図6に示す実験結果から、SiNとAlFのパーティクルの合計値であるトータルのパーティクルの結果から、サイクル回数が5回程度でトータルのパーティクル数は100個程度まで減少することがわかった。サイクル回数が6回以上でもトータルのパーティクル数は最低約100個であり5回とさほど変わらない。このため、サイクル回数は5回以上であればよいが、サイクル回数が多くなるとシーズニングを含むクリーニング時間が長くなり、スループットが低下する。よって、サイクル回数はシーズニング時間が最短であってパーティクル数が100個程度まで減少する効果が得られる5回にするのが好ましいことがわかった。
【0053】
[シーズニングの効果]
次に、本開示のシーズニング方法MT2の効果について
図7を参照しながら説明する。
図7は、実施形態に係るシーズニング方法MT2による付着物の改質結果の一例を示すグラフである。
図7(a)は、シーズニング方法MT2を実行する前のチャンバ1側壁の付着物をX線光電子分光法により分析した結果の一例を示す。この結果から、シーズニング方法MT2を実行する前のチャンバ1内の付着物は、AlF内にSi及びNが含まれるAlF化合物の状態であった。
【0054】
図7(b)は、シーズニング方法MT2を実行した後のチャンバ1側壁の付着物をX線光電子分光法により分析した結果の一例を示す。この結果から、シーズニング方法MT2を実行した後のチャンバ1内壁の付着物は、上記(1)の化学反応に示す通り、AlF化合物がH
2ガスのプラズマ中の水素ラジカルにより還元され、AlF化合物が改質されてSi、N及びHの成分が揮発して安定したAlFとなっていた。これにより、シーズニング後のチャンバ1内壁の付着物は化学的に安定したAlFであり、AlF化合物と比べて剥がれ難い。この結果、シーズニング方法MT2を実行することでパーティクルを低減できる。
【0055】
シーズニング方法MT2では、H2ガスの流量を固定し、Arガスの流量を変えることでArガスに対するH2ガスの濃度を変化させることに限らない。シーズニング方法MT2では、Arガスの流量を固定し、H2ガスの流量を変えることでArガスに対するH2ガスの濃度を変化させてもよいし、両方のガスの流量を変えることで濃度を変化させてもよい。Arガスに対するH2ガスの濃度を変えることでSi,N、Hの混入量が異なる様々なAlF化合物や付着場所(天板、ステージ、側壁等)が異なる様々なAlF化合物に適した改質が可能になる。つまり、Si,N,Hの混入量や付着場所が異なる様々なAlF化合物に適した状態の水素プラズマを、H2濃度を変えることで発生させることができ、様々なAlF化合物をAlFに安定化させることができる。これにより、Si,N、Hの付着場所や混入量が異なっていてもAlF化合物をAlFに改質することができる。

■ 課題 a ■
記録のうち、「Target: railing post」を含む行から記録の末尾までを、両端を含めて一字も変えずにそのまま返せ。

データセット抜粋
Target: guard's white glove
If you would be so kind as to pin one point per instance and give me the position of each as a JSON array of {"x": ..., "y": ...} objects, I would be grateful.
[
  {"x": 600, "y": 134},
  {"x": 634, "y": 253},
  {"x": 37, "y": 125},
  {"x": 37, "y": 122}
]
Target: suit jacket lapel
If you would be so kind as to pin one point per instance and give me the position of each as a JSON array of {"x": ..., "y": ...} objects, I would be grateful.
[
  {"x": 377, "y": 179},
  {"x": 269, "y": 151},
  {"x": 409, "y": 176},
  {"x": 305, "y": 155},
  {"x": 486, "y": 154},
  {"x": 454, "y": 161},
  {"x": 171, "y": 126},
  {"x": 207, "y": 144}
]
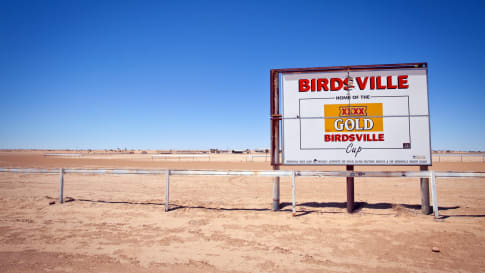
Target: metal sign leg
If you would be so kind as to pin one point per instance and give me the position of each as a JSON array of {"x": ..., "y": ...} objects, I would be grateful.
[
  {"x": 434, "y": 195},
  {"x": 293, "y": 192},
  {"x": 61, "y": 185},
  {"x": 167, "y": 188}
]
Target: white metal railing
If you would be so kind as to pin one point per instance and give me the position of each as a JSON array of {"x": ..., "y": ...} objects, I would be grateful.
[
  {"x": 182, "y": 156},
  {"x": 271, "y": 173}
]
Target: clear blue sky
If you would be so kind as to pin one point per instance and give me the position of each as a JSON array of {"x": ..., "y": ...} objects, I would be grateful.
[{"x": 190, "y": 75}]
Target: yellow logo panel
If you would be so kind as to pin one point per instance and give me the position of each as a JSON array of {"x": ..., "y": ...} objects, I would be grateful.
[{"x": 360, "y": 117}]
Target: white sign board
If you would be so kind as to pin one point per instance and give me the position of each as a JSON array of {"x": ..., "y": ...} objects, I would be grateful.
[{"x": 368, "y": 117}]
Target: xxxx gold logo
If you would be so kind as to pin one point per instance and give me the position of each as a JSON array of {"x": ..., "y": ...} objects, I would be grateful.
[
  {"x": 354, "y": 111},
  {"x": 360, "y": 117}
]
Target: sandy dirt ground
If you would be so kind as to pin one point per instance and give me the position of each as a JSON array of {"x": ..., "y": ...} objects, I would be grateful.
[{"x": 117, "y": 223}]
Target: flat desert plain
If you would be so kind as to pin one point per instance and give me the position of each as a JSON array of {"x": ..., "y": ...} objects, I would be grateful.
[{"x": 117, "y": 223}]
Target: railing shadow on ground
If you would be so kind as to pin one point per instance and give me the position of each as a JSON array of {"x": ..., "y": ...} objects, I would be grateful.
[{"x": 287, "y": 207}]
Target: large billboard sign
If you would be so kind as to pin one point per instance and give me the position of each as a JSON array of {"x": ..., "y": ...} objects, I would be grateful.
[{"x": 362, "y": 115}]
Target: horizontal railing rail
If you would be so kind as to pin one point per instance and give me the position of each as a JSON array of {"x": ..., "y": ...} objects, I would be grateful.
[{"x": 271, "y": 173}]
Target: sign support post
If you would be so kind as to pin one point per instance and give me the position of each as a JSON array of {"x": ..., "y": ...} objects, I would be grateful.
[
  {"x": 275, "y": 135},
  {"x": 350, "y": 190},
  {"x": 425, "y": 208}
]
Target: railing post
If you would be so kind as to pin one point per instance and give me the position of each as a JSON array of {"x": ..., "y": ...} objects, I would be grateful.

■ 課題 b ■
チャンバのシーズニング方法に関する文書を、示された最後の文の後から書き継げ。

■ 出力結果 a ■
Target: railing post
If you would be so kind as to pin one point per instance and give me the position of each as a JSON array of {"x": ..., "y": ...} objects, I would be grateful.

■ 出力結果 b ■
【0056】
以上、本実施形態に係るクリーニング方法MTについて説明した。クリーニング方法MTは、フッ素含有ガスのプラズマによるクリーニングを行う工程と、クリーニングを行った後に希ガスとH2ガスのプラズマによるシーズニングを行う工程と、を有する。
【0057】
シーズニングを行う工程は、
図4のシーズニング方法MT2に示すように、希ガスに対するH
2ガスの濃度が第1濃度である第1工程と、希ガスに対するH
2ガスの濃度が第1濃度と異なる第2濃度である第2工程と、第1濃度及び第2濃度と異なる第3濃度である第3工程とを有し、第1工程~第3工程を含む一連の工程を複数回繰り返す。複数回は5回以上であればよいが5回が好ましい。第1濃度、第2濃度、第3濃度は、いずれも異なる濃度であればよく、段階的に濃度を下げてもよいし、段階的に濃度を上げてもよいし、濃度を上げたり下げたりしてもよい。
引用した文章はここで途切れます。